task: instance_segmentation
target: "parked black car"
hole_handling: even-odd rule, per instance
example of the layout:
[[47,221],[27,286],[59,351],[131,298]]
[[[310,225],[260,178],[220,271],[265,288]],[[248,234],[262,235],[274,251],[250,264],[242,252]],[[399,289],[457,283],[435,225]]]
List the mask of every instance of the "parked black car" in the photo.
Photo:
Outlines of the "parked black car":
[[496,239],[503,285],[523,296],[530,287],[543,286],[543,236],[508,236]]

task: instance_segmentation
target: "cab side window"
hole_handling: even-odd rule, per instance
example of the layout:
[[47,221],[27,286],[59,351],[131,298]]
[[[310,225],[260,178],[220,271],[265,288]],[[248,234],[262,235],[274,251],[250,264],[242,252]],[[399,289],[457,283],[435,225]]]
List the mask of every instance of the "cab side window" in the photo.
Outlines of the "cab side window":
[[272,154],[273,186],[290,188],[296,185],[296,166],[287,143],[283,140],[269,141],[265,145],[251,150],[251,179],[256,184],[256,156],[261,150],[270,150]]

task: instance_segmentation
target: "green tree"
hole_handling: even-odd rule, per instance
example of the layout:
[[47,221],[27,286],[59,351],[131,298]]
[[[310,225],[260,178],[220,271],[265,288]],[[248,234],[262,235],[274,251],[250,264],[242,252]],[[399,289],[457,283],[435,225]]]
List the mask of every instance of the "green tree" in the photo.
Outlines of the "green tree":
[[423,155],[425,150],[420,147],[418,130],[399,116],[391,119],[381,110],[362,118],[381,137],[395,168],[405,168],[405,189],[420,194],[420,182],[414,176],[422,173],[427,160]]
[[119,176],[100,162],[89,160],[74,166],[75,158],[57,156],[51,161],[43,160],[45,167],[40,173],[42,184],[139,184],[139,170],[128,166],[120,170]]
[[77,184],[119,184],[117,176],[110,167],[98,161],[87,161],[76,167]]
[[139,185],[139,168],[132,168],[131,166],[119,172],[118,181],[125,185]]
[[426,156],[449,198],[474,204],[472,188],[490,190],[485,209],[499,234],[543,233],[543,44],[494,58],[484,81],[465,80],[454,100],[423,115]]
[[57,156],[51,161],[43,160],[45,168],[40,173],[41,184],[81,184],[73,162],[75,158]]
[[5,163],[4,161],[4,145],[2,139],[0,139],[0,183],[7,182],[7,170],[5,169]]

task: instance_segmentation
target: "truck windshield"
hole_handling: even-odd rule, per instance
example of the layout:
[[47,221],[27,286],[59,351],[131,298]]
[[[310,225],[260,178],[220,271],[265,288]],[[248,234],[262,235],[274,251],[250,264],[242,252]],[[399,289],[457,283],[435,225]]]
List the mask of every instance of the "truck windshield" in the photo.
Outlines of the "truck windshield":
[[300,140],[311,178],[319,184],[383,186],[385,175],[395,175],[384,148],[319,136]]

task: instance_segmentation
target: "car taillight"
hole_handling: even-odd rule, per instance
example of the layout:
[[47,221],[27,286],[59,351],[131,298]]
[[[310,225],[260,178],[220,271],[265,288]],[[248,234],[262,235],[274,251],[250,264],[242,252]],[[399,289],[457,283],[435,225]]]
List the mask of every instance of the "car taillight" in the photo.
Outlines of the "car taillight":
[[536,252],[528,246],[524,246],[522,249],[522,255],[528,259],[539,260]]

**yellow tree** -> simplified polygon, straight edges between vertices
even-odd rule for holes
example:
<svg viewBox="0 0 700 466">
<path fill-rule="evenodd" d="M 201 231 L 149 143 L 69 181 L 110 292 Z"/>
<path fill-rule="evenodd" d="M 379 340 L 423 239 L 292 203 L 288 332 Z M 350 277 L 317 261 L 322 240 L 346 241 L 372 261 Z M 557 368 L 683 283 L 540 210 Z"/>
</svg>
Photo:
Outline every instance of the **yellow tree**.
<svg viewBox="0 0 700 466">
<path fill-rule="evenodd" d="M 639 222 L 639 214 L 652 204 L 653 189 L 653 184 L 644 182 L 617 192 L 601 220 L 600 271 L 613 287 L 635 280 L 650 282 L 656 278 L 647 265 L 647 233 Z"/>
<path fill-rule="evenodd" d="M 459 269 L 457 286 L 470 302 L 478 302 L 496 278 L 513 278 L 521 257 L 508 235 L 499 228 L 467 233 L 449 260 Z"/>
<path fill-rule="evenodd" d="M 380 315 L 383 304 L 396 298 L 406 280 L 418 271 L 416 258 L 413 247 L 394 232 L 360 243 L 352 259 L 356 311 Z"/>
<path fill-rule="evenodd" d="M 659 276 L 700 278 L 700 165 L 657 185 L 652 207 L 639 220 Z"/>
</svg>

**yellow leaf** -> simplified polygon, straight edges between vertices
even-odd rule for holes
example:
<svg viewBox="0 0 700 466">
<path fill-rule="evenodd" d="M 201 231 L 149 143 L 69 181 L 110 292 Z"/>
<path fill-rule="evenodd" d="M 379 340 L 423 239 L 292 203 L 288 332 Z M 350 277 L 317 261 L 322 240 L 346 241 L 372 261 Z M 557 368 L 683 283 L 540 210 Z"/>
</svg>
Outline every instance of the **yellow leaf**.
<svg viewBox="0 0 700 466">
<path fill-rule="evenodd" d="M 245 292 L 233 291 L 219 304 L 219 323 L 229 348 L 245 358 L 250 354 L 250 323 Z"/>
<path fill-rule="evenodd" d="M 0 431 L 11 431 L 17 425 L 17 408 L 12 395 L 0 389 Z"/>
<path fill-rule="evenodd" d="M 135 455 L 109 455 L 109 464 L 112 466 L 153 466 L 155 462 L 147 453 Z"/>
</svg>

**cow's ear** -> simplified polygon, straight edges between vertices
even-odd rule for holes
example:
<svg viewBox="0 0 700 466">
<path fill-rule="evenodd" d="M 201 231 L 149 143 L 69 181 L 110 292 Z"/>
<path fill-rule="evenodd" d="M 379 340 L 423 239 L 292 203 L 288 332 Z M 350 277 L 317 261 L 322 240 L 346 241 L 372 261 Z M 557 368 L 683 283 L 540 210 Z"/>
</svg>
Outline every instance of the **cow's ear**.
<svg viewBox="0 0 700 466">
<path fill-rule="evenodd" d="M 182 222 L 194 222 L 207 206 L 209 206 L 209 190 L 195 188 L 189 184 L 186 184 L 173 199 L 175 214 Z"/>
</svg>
------------
(WHAT IS BEING ASKED):
Type out the material again exactly as presented.

(ANSWER TO THE PROBLEM):
task: instance_segmentation
target: "parked black car"
hole_handling: even-odd rule, per instance
example of the layout:
[[47,221],[27,286],[59,351],[131,298]]
[[[310,225],[260,178],[220,271],[265,288]],[[248,234],[262,235],[274,251],[250,264],[242,252]],[[399,289],[457,283],[435,225]]]
List the mask of every instance of the "parked black car" in the photo.
Photo:
Outlines of the "parked black car":
[[496,239],[503,285],[523,296],[530,287],[543,286],[543,236],[508,236]]

task: instance_segmentation
target: "cab side window"
hole_handling: even-odd rule, per instance
example of the layout:
[[47,221],[27,286],[59,351],[131,298]]
[[[310,225],[260,178],[220,271],[265,288]],[[248,234],[262,235],[274,251],[250,264],[242,252]],[[399,289],[457,283],[435,225]]]
List the mask of every instance of the "cab side window" in the photo.
Outlines of the "cab side window":
[[272,154],[273,186],[290,188],[296,185],[296,166],[287,143],[283,140],[269,141],[265,145],[251,150],[251,179],[256,184],[256,156],[261,150],[270,150]]

task: instance_segmentation
target: "green tree"
hole_handling: even-odd rule, per instance
example of the layout:
[[47,221],[27,286],[59,351],[131,298]]
[[[310,225],[260,178],[220,271],[265,288]],[[248,234],[262,235],[274,251],[250,264],[242,252]],[[399,289],[457,283],[435,225]]]
List the mask of every instance of the "green tree" in the photo.
Outlines of the "green tree":
[[423,155],[425,150],[420,147],[418,130],[399,116],[391,119],[381,110],[362,118],[381,137],[395,168],[405,168],[405,189],[420,194],[420,182],[414,176],[422,173],[427,160]]
[[119,176],[100,162],[89,160],[74,166],[75,158],[57,156],[51,161],[43,160],[45,167],[40,173],[42,184],[139,184],[139,170],[128,166],[120,170]]
[[77,184],[119,184],[117,176],[110,167],[98,161],[87,161],[76,167]]
[[139,185],[139,168],[132,168],[131,166],[119,172],[118,181],[125,185]]
[[426,156],[449,198],[474,204],[472,188],[490,190],[485,209],[499,234],[543,233],[543,44],[494,58],[484,81],[465,80],[454,100],[423,115]]
[[57,156],[51,161],[43,160],[45,168],[40,173],[41,184],[81,184],[73,162],[75,158]]
[[5,163],[4,161],[4,145],[2,139],[0,139],[0,183],[7,182],[7,170],[5,169]]

task: instance_segmentation
target: "truck windshield"
hole_handling: even-odd rule, per instance
example of the layout:
[[47,221],[27,286],[59,351],[131,298]]
[[[310,225],[260,178],[220,271],[265,288]],[[248,234],[262,235],[274,251],[250,264],[242,252]],[[399,289],[457,283],[435,225]]]
List the mask of every instance of the "truck windshield" in the photo.
Outlines of the "truck windshield":
[[300,140],[311,178],[319,184],[383,186],[385,175],[395,175],[384,148],[319,136]]

task: instance_segmentation
target: "car taillight"
hole_handling: even-odd rule, per instance
example of the layout:
[[47,221],[27,286],[59,351],[131,298]]
[[[310,225],[260,178],[220,271],[265,288]],[[248,234],[262,235],[274,251],[250,264],[242,252]],[[399,289],[457,283],[435,225]]]
List the mask of every instance of the "car taillight" in the photo.
Outlines of the "car taillight":
[[536,252],[528,246],[524,246],[522,249],[522,255],[528,259],[539,260]]

**yellow tree** -> simplified polygon, straight edges between vertices
even-odd rule for holes
example:
<svg viewBox="0 0 700 466">
<path fill-rule="evenodd" d="M 201 231 L 149 143 L 69 181 L 110 292 Z"/>
<path fill-rule="evenodd" d="M 379 340 L 423 239 L 292 203 L 288 332 Z M 350 277 L 317 261 L 322 240 L 346 241 L 372 261 Z M 557 368 L 683 283 L 540 210 Z"/>
</svg>
Photo:
Outline every instance of the **yellow tree**.
<svg viewBox="0 0 700 466">
<path fill-rule="evenodd" d="M 639 222 L 639 214 L 652 204 L 653 189 L 653 184 L 644 182 L 617 192 L 601 220 L 600 271 L 613 287 L 635 280 L 650 282 L 656 278 L 647 265 L 647 233 Z"/>
<path fill-rule="evenodd" d="M 459 269 L 457 286 L 470 302 L 478 302 L 496 278 L 513 278 L 521 257 L 508 235 L 499 228 L 467 233 L 449 260 Z"/>
<path fill-rule="evenodd" d="M 380 315 L 383 304 L 396 298 L 406 280 L 418 271 L 416 258 L 413 247 L 394 232 L 360 243 L 352 259 L 356 311 Z"/>
<path fill-rule="evenodd" d="M 659 276 L 700 278 L 700 165 L 657 185 L 652 207 L 639 220 Z"/>
</svg>

**yellow leaf** -> simplified polygon, straight edges between vertices
even-odd rule for holes
example:
<svg viewBox="0 0 700 466">
<path fill-rule="evenodd" d="M 201 231 L 149 143 L 69 181 L 110 292 Z"/>
<path fill-rule="evenodd" d="M 379 340 L 423 239 L 292 203 L 288 332 Z M 350 277 L 317 261 L 322 240 L 346 241 L 372 261 Z M 557 368 L 683 283 L 540 210 Z"/>
</svg>
Outline every instance of the **yellow leaf**.
<svg viewBox="0 0 700 466">
<path fill-rule="evenodd" d="M 245 292 L 233 291 L 219 304 L 219 323 L 229 348 L 245 358 L 250 354 L 250 323 Z"/>
<path fill-rule="evenodd" d="M 0 431 L 11 431 L 17 425 L 17 408 L 12 395 L 0 389 Z"/>
<path fill-rule="evenodd" d="M 135 455 L 109 455 L 109 464 L 112 466 L 153 466 L 155 462 L 147 453 Z"/>
</svg>

**cow's ear** -> simplified polygon, straight edges between vertices
even-odd rule for holes
example:
<svg viewBox="0 0 700 466">
<path fill-rule="evenodd" d="M 201 231 L 149 143 L 69 181 L 110 292 Z"/>
<path fill-rule="evenodd" d="M 379 340 L 423 239 L 292 203 L 288 332 Z M 350 277 L 317 261 L 322 240 L 346 241 L 372 261 Z M 557 368 L 683 283 L 540 210 Z"/>
</svg>
Outline every instance of the **cow's ear**.
<svg viewBox="0 0 700 466">
<path fill-rule="evenodd" d="M 182 222 L 194 222 L 207 206 L 209 206 L 209 190 L 195 188 L 189 184 L 186 184 L 173 199 L 175 214 Z"/>
</svg>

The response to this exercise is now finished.